◆ **Set exercise**
Would you reproduce the essay on selling your soul word for word, starting at the words "Imaginary money is" and stopping after "a single cent."?

◆ **Text shown**

Are you Selling your Soul?

                             Imaginary money is falling from the sky. And I just have to catch it.
I am not an economist. Or an accountant. Which is why I am very excited to tell you that I know why the world economy collapsed. I know why there’s a recession. I know why so many international banks fell to bits. Its all clear to me now…

The world’s financial status is going to shit because today I bought an iPad. A Kindle e-reader. And new earphones for my iPod. Without paying a single cent.

◆ **Dataset records**
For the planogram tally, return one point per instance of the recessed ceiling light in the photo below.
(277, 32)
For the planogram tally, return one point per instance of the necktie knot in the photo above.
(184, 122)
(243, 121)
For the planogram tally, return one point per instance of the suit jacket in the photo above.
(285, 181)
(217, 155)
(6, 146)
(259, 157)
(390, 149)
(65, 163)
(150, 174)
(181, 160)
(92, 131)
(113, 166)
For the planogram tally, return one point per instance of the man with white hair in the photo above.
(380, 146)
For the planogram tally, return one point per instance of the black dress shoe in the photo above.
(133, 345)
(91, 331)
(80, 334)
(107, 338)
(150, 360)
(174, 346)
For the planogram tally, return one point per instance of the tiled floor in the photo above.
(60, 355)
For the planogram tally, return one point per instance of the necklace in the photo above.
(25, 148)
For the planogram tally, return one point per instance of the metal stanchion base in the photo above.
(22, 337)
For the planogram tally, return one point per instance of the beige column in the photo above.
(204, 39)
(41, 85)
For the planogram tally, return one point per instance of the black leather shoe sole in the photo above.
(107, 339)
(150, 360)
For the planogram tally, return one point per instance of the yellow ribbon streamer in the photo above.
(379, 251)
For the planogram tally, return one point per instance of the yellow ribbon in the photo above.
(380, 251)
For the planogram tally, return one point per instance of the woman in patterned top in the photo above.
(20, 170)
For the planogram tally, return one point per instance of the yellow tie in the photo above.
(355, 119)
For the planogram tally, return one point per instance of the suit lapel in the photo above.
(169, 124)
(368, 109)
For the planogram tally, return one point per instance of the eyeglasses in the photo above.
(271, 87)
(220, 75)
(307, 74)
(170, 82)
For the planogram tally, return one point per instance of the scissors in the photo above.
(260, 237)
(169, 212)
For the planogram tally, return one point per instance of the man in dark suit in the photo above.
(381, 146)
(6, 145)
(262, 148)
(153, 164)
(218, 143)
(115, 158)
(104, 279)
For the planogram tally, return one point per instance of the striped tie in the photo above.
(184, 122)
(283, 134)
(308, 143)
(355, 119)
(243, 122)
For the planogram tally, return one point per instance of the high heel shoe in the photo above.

◆ **Solution for this task**
Imaginary money is falling from the sky. And I just have to catch it.
I am not an economist. Or an accountant. Which is why I am very excited to tell you that I know why the world economy collapsed. I know why there’s a recession. I know why so many international banks fell to bits. Its all clear to me now…

The world’s financial status is going to shit because today I bought an iPad. A Kindle e-reader. And new earphones for my iPod. Without paying a single cent.